Text to read
Just to see what would happen, I jammed a pen into the collet and ran this program:
Of course, when actually removing such a small amount of material, programming the height of the bit above the copper is absolutely critical. I found one source that provided an interesting tip. Just as the flutes of endmill bits are precisely manufactured, the shanks (the part that goes into the mill's collet) are also of very precise diameter. By rolling a bit back and forth on the copper clad's surface and trying to pass it under a very slowly dropping engraving bit, I was able to determine the exact moment when the rolling bit would no longer fit. At this point, the height of the engraving bit off the copper clad is exactly known. This can yield very accurate results and doesn't run the risk of breaking the engraving bit.
My first attempt with the PCB was a disaster. For some reason, I got it into my head that 1/32" copper clad has 1/32" of copper on the surface when it's actually 1/32" of fiberglass with a 0.0014" of copper coating. With this setting keyed in, my 30 degree bit dug a deep hole into the board before immediately snapping:
This lesson cost approximately $13.
My second attempt with the 60 degree bit worked much better:
And though it took a long time to finish, it was still faster and less messy than etching the PCB, and the end results were beautiful!

Point labeling dataset excerpts:
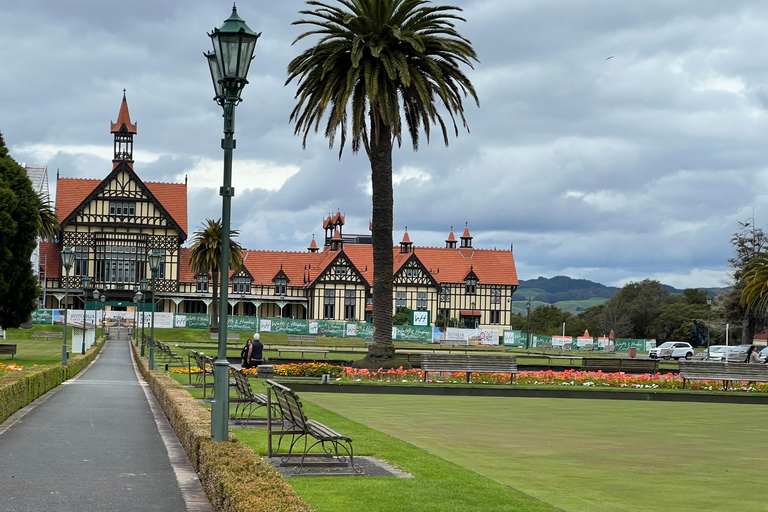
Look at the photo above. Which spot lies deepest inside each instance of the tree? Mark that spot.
(375, 60)
(206, 257)
(19, 206)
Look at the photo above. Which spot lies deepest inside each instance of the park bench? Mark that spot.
(336, 448)
(302, 339)
(8, 348)
(230, 336)
(726, 372)
(619, 364)
(247, 402)
(469, 364)
(46, 335)
(302, 351)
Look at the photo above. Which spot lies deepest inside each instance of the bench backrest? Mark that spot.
(480, 363)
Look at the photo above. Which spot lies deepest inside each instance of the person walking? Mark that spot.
(245, 353)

Problems to solve
**1)** In the circuit board milling text, how thick is the copper coating on 1/32" copper clad?
**2)** Please carry on the circuit board milling text, starting after its last sentence.

Answers in order
**1)** The copper coating is 0.0014" thick.

**2)**
I really was impressed with the level of precision I was able to achieve. Just look at this close up (human hair for scale):
And compare it to a similar trace etched with acid:
It looks a heck of a lot cleaner. Now, the 10 mil traces definitely weren't 10 mil across, but more trial and error with the isolation and epsilon settings will improve that.
I'll get back to how the PCB worked out, but now for the case.
For the new version of the earrings, I wanted a very simple case (box and lid) made out of some kind of durable semi-translucent material that cuts well on a CNC machine. I settled for a simple design that I whipped up in the cheap CAD suite ViaCAD and cut out of some "delrin" or acetal resin that I purchased from Online metals as 1" round stock.
I might cover the CAD process in a later post, but the hardest part of making such a ridiculously tiny box (only 14mm across) was holding the damn thing in place.
For the super thin lid, I was able to use the same method that I used for the pinewood car:
But I had no such luck on the much taller box. Once it got down far enough into the form, the bit would always catch the box, rip it from its adhesive, and throw it across the room. This happened five or six times before I decided that it just wasn't going to work out. I heard some suggestions to move to a stronger adhesive, but I decided to just clamp it down and do it right.
The adhesive method would have let me mill the entire object at once, but when clamping the raw material down, I needed to stop once the bit neared the vice grip so I could flip the piece around and start milling out the other side. This was trivial from a mechanical perspective, but programming the mill to know the coordinates of the newly re-seated part was a lot more challenging.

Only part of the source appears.